**WRITTEN EXERCISE**
Reproduce every one of the following entries word for word, leaving out the pictures.

**EXTRACTED ENTRIES**
--- START ---
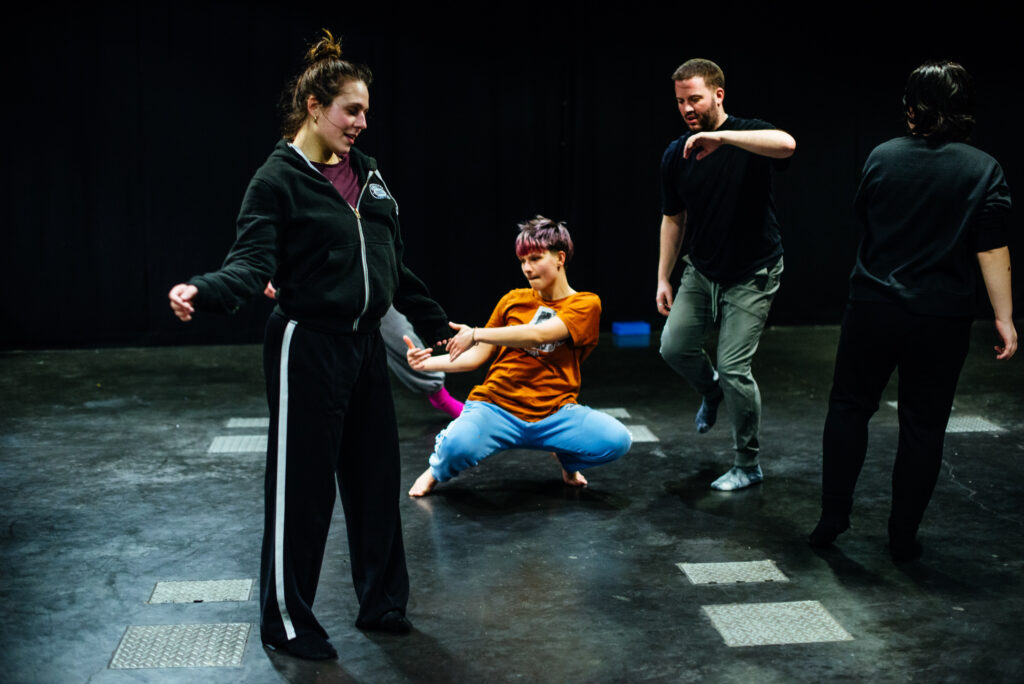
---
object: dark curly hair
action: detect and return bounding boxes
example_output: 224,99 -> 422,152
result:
903,59 -> 974,141
281,29 -> 374,140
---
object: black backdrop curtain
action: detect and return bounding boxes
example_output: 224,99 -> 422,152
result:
0,1 -> 1024,348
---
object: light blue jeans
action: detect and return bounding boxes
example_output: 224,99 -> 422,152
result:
430,401 -> 633,482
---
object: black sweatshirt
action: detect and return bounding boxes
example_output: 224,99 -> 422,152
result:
189,140 -> 451,344
850,135 -> 1010,316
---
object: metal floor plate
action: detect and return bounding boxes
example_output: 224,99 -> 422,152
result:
626,425 -> 659,441
676,560 -> 790,585
886,401 -> 1007,434
597,409 -> 630,418
702,601 -> 853,646
110,623 -> 252,670
946,416 -> 1006,432
227,418 -> 270,427
148,579 -> 256,603
207,434 -> 266,454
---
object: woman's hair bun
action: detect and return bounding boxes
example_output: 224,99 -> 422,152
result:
306,29 -> 341,65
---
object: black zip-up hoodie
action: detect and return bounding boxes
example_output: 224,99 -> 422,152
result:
189,140 -> 452,343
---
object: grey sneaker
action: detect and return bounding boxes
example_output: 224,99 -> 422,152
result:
711,466 -> 765,491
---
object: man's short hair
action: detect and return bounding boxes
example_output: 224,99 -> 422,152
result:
672,58 -> 725,89
903,59 -> 974,140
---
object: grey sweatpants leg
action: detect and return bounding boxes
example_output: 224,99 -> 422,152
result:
662,258 -> 782,467
381,306 -> 444,394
--- END ---
**SOLVED EXERCISE**
---
object: dark curly hair
action: detect and return bounding boxes
example_output: 224,99 -> 422,152
result:
903,59 -> 974,141
281,29 -> 374,140
---
object: black backdrop curtain
action: detect and return bounding boxes
example_output: 224,99 -> 422,152
result:
0,1 -> 1024,348
---
object: light blue jeans
action: detect and return bounding boxes
example_output: 224,99 -> 422,152
result:
430,401 -> 633,482
---
object: black sweatshirt
action: detect and return bounding boxes
example_output: 224,99 -> 422,152
result:
189,140 -> 451,344
850,135 -> 1010,316
---
object: metal floor plate
action: detect and return bounding boxes
example_output: 224,99 -> 422,152
result:
626,425 -> 659,441
676,560 -> 790,585
886,401 -> 1007,434
597,409 -> 630,418
702,601 -> 853,646
110,623 -> 252,670
946,416 -> 1006,432
227,418 -> 270,427
148,579 -> 256,603
207,434 -> 266,454
---
object: woman's hair bun
action: detect and return bounding boxes
example_output: 224,99 -> 422,152
result:
306,29 -> 341,65
---
object: black zip-up hoodie
action: detect and return bounding boxes
example_output: 224,99 -> 422,152
result:
189,140 -> 452,343
---
object: grey sneaker
action: detect and return bounding boxes
example_output: 224,99 -> 422,152
result:
711,466 -> 765,491
---
object: man's short hair
action: detect and return bounding boxes
example_output: 224,99 -> 422,152
result:
672,58 -> 725,89
903,59 -> 974,140
---
object: grey sweatpants leg
action: detect and return bounding boxes
example_output: 224,99 -> 422,152
result:
662,258 -> 782,467
381,306 -> 444,394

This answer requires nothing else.